PROVIDED PASSAGE: Begin

= Limnoforming =

Introducing living organisms in a degraded lake to improve its biological activity

Limnoforming (from Greek: limnee, "lake"; Latin: formo, "to shape", as in shaping, fashioning, molding, modeling) is the process of manipulating the physical or chemical properties of a body of water by introducing organisms which facilitate higher level biological activity, thus impacting the overall ecology of a given body of water, and eventually adjacent ecosystems.

== Process ==
Limnoforming is a process using living organisms to enhance a habitat's abiotic component, ultimately rendering it more conducive to a higher ecological quality. This could be accomplished by introducing a population of organisms, e.g., invertebrates or microbes, en masse to the substrate of a body of water. These organisms would then physically and/or chemically alter the underwater environment to furnish a more suitable substrate for a wider range of biological activity; the result being an increased ecological function (e.g., in trophic dynamics), and thus a higher quality ecological state. Ultimately, limnoforming aims to accelerate the rate of ecological succession in distressed aquatic systems (e.g., lower Green Bay, Lake Michigan), so as to produce a biologically complex climax community in a comparatively short amount of time.

== History ==
The concept of limnoforming originated from the benthic ecology laboratory of Dr. Jerry L. Kaster, School of Freshwater Sciences, University of Wisconsin – Milwaukee. Limnoforming was partially inspired by, and is similar in several aspects to, the concept of terraforming. The two concepts' main similarity is that both aim to accelerate the rate of change occurring in a given environment, in terms of its habitability for a given species or for a number of species, and furthermore, the overall function of its ecology. Instead of creating a habitable ecosystem or biosphere from scratch, limnoforming simply aims to amend degraded earthly aqueous environments less apt to harboring a high quality ecological community into an environment which does support an ecologically flourishing system.

PROVIDED PASSAGE: End
ENTRIES SHOWN: Begin

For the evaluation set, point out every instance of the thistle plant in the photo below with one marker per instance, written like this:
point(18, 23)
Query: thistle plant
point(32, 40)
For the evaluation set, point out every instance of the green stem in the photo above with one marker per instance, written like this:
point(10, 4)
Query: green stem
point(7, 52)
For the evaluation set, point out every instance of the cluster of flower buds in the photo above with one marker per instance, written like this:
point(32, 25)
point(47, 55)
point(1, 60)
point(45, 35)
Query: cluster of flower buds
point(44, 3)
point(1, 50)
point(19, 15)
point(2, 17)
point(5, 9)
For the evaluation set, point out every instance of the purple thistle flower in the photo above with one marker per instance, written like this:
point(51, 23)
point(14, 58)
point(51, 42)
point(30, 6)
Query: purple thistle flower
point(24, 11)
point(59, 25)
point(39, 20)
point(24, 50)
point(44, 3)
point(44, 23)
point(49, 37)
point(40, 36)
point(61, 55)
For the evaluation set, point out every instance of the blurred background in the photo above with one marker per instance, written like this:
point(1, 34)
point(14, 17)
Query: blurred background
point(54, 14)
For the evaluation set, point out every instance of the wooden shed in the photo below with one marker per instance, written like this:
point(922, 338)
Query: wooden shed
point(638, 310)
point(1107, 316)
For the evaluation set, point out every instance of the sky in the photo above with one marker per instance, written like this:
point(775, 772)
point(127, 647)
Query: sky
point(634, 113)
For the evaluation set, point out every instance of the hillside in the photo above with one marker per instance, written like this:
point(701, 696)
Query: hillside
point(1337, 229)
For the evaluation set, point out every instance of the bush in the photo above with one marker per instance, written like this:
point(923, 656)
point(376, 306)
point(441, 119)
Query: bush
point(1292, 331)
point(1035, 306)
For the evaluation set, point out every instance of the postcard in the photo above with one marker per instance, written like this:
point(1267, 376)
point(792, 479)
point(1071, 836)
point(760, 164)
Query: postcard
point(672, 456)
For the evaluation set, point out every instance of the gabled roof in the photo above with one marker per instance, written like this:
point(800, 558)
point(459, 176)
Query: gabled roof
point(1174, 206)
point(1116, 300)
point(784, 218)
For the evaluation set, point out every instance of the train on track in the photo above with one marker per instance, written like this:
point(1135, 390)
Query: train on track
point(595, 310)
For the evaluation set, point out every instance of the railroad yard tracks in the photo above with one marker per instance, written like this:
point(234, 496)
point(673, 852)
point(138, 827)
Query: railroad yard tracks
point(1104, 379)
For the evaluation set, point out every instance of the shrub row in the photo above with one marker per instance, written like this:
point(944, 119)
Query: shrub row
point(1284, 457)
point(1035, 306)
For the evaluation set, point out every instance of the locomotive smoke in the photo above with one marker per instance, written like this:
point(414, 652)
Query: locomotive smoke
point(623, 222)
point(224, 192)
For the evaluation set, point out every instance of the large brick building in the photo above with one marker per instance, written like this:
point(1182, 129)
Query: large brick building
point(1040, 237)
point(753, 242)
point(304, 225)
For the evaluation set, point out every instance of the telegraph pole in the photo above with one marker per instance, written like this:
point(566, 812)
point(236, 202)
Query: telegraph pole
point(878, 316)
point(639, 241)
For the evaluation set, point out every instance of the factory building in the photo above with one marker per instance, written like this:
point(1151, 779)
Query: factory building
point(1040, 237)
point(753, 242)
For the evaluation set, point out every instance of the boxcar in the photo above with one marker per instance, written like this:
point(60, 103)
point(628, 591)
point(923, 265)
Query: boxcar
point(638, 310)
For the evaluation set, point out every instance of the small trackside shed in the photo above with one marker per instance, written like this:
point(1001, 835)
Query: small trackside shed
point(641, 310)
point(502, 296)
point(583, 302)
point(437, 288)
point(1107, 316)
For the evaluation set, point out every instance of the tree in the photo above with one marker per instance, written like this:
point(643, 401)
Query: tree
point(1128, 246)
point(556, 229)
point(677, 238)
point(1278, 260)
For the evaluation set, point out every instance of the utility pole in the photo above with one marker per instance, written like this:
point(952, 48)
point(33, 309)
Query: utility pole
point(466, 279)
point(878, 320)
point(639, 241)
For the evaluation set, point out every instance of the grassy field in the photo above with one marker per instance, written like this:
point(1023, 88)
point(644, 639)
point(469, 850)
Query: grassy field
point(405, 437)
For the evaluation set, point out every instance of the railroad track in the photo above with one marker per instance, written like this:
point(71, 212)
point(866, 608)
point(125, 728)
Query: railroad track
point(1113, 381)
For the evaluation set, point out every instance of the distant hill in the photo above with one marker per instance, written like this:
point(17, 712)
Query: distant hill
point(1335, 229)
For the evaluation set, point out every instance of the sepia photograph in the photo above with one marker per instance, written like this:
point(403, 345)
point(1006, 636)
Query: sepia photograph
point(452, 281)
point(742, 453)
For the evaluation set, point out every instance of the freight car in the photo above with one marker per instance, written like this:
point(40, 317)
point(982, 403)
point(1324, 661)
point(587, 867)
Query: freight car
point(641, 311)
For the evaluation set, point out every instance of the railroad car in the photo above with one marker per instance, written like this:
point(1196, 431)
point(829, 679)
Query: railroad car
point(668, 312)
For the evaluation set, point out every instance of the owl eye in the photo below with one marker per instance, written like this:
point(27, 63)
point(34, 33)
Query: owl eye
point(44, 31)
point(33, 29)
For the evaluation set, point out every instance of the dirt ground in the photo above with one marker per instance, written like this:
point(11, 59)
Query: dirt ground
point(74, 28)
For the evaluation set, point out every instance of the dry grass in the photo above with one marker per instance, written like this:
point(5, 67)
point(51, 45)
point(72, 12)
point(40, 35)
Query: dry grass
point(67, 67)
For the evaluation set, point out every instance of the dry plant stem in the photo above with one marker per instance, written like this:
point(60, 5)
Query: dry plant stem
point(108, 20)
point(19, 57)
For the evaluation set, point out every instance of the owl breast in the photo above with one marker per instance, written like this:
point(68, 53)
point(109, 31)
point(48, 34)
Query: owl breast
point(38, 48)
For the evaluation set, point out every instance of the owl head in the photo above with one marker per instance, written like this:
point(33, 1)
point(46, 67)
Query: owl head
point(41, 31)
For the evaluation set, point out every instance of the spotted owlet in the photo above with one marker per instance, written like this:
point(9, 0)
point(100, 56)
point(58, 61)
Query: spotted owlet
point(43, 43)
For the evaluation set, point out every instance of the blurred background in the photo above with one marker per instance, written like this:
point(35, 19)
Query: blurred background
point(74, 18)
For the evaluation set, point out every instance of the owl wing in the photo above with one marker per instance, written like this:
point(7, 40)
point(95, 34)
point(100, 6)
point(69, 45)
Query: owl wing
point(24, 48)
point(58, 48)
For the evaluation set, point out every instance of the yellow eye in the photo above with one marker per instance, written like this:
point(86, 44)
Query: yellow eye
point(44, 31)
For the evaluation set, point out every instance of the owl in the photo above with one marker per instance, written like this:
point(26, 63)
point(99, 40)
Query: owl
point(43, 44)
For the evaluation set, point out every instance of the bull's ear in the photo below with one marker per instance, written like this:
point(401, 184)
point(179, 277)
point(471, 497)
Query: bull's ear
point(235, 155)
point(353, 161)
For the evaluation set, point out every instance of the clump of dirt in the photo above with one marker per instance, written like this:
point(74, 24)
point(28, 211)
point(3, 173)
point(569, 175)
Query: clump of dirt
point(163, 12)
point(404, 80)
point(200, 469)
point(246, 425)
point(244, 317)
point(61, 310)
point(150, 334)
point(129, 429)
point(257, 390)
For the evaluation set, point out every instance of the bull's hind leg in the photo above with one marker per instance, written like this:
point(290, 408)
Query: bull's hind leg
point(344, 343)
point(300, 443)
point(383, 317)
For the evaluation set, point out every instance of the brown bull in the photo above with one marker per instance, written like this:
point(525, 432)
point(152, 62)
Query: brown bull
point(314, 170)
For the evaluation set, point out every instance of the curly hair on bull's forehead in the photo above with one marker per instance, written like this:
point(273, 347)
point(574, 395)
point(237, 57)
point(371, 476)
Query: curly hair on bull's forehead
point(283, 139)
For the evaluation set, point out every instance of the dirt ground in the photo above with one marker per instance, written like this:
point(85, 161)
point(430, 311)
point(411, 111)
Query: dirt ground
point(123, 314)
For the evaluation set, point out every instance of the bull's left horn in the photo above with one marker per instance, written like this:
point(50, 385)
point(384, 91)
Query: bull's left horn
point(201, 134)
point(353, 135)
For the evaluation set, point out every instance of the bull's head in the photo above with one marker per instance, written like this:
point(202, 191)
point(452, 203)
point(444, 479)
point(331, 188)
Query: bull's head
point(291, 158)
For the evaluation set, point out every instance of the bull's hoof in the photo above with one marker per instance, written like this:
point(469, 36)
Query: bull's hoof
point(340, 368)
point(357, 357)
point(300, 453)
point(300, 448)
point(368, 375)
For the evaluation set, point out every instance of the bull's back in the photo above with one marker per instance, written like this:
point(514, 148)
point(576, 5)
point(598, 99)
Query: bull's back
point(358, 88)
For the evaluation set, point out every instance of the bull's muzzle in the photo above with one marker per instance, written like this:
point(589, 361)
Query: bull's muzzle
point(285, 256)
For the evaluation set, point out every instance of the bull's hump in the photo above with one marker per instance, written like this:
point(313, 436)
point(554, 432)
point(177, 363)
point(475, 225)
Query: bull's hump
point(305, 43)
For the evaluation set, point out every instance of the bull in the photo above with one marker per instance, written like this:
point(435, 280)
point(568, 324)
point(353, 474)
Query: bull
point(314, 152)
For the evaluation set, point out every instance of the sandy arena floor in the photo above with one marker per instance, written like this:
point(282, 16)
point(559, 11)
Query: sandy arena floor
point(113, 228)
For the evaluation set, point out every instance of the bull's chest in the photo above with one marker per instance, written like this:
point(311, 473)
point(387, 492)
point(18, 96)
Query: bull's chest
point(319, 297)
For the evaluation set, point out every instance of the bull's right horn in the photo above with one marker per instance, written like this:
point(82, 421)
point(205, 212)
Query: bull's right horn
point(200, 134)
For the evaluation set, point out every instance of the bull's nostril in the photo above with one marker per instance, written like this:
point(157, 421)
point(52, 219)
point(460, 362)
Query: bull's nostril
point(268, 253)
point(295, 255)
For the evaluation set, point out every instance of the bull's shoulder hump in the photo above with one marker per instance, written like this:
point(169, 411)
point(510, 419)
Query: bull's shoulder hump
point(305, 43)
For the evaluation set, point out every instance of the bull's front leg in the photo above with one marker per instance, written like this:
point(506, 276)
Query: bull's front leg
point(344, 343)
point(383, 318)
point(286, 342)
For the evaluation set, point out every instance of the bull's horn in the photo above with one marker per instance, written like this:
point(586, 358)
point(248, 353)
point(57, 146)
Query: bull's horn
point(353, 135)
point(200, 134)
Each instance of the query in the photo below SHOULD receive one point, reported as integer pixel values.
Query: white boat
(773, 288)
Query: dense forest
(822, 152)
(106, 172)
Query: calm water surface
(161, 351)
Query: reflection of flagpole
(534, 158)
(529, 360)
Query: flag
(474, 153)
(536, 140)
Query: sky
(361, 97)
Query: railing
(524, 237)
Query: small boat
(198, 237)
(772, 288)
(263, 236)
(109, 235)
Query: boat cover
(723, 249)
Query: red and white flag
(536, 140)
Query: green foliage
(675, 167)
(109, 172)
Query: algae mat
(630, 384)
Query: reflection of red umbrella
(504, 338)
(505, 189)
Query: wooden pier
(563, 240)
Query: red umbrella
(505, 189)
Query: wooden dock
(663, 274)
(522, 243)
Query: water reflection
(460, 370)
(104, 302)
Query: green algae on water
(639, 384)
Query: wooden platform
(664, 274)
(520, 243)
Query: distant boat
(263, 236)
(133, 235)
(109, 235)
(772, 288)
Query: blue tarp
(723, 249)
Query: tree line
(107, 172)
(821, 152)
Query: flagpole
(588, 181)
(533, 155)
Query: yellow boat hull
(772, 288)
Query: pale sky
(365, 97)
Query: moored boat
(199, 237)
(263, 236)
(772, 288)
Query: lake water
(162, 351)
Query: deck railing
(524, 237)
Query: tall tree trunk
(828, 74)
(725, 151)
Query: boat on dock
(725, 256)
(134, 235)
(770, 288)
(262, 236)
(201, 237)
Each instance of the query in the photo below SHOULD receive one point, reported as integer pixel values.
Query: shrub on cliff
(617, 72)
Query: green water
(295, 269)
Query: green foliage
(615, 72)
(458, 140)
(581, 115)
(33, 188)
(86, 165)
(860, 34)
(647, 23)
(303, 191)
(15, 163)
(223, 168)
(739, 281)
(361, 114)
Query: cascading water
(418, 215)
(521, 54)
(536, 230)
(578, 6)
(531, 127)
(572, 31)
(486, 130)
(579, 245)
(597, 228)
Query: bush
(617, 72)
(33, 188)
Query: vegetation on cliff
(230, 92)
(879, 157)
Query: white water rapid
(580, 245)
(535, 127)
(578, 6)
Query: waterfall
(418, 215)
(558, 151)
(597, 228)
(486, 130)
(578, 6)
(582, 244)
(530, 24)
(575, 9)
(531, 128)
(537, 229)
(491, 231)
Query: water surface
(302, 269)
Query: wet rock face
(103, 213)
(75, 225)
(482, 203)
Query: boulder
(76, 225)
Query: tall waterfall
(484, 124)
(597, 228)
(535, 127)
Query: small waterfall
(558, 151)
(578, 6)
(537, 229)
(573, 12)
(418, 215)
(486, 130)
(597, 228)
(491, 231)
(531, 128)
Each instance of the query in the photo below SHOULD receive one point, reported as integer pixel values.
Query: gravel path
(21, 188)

ENTRIES SHOWN: End

§ **EXERCISES TO COMPLETE**
• 1. Using the limnoforming article, explain in one to three sentences why organisms are introduced en masse to the substrate of a body of water.
• 2. Answer these questions from the limnoforming article, one per line:
(a) In which laboratory did the concept of limnoforming originate?
(b) What distressed aquatic system does the article give as an example?
(c) What does the Latin word "formo" mean?
• 3. Resume the limnoforming article, starting after its final sentence.
The rows come from a separate source, not from the limnoforming article.

§ **ANSWERS FOR THIS EXERCISE**
• 1. The organisms physically and/or chemically alter the underwater environment so that it becomes a more suitable substrate for a wider range of biological activity. This leads to increased ecological function, such as in trophic dynamics, and thus a higher quality ecological state.

• 2.
(a) The benthic ecology laboratory of Dr. Jerry L. Kaster, School of Freshwater Sciences, University of Wisconsin – Milwaukee.
(b) Lower Green Bay, Lake Michigan.
(c) "To shape."

• 3.
Limnoforming differs from traditional habitat rehabilitation or restoration in that limnoforming is driven by an early sere biological succession process that modifies the physical substrate making it better suited for later seres, whereas rehabilitation/restoration is generally driven by targeting a terminal sere that is poorly adapted at re-forming habitat upon which it depends.

The initial limnoforming study, in Green Bay, Lake Michigan, uses freshwater oligochaetes to re-consolidate highly fluid gyttja substrate (organic black ooze) found extensively in lower Green Bay. The goal is to modify substrate suitability for the mayfly Hexagenia. Historically, this mayfly was found in abundance but the eutrophication of the bay led to their demise in first half of the 20th century.